ENTRIES PROVIDED ::

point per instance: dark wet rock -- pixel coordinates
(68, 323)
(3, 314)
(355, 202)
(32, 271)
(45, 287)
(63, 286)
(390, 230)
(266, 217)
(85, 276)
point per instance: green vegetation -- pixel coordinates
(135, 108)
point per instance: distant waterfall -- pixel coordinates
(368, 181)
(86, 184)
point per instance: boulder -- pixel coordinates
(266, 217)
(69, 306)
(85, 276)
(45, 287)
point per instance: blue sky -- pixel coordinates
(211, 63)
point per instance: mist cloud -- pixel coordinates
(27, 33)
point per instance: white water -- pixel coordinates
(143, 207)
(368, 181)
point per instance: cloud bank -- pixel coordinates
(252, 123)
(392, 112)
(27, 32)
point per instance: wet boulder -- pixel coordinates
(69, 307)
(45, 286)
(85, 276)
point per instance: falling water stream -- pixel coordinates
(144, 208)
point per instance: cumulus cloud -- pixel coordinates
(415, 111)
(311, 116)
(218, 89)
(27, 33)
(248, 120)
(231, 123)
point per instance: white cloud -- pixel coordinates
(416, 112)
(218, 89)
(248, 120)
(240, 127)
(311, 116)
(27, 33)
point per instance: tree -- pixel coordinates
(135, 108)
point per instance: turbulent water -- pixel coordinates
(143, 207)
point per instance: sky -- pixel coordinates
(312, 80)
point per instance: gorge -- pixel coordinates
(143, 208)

* * *

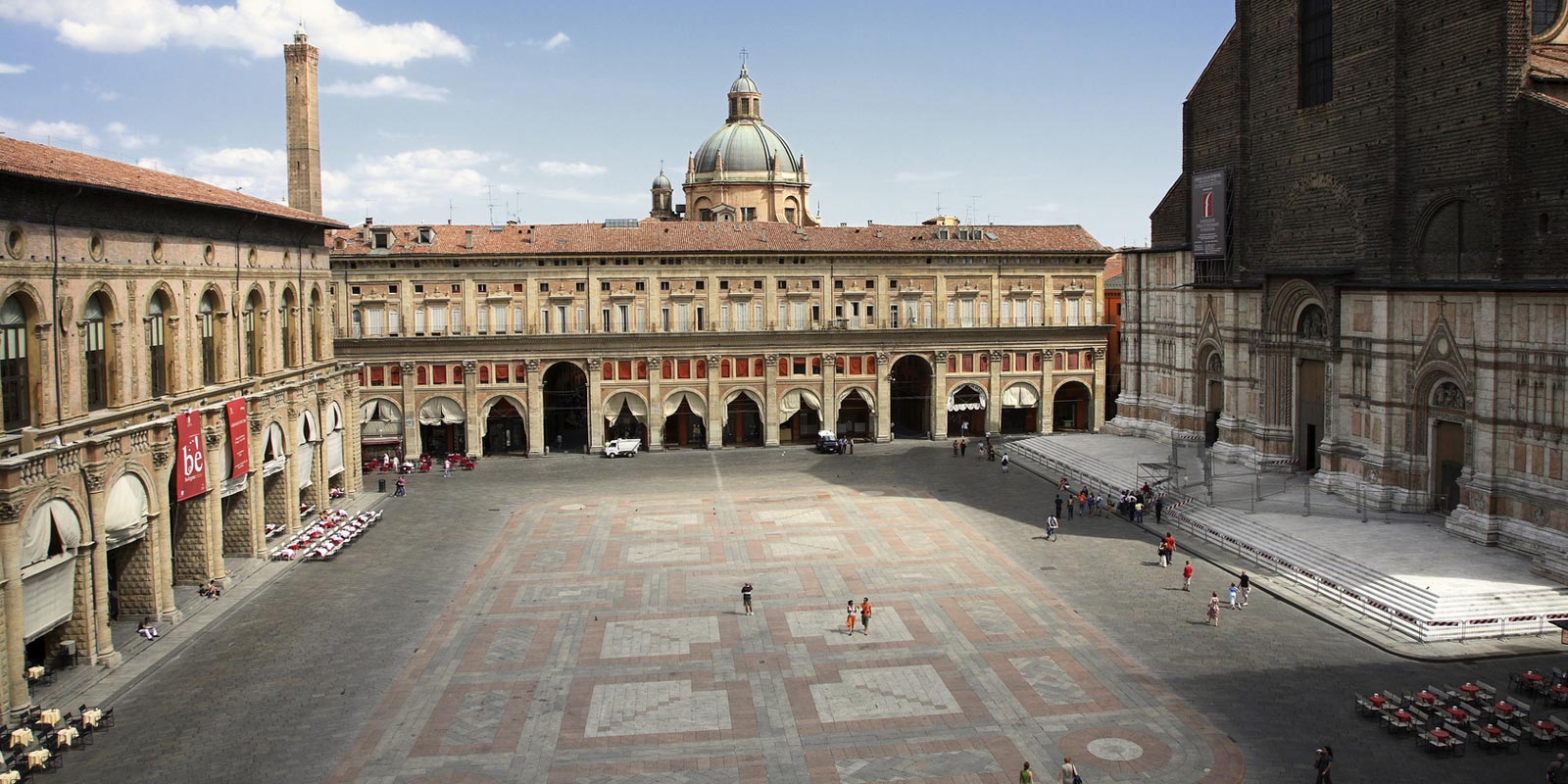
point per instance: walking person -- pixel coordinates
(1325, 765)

AIM OF THE TASK :: Count the lines above that contain the string "cloud" with matching case, and give only that number.

OUTPUT FOR THIS TASK :: 4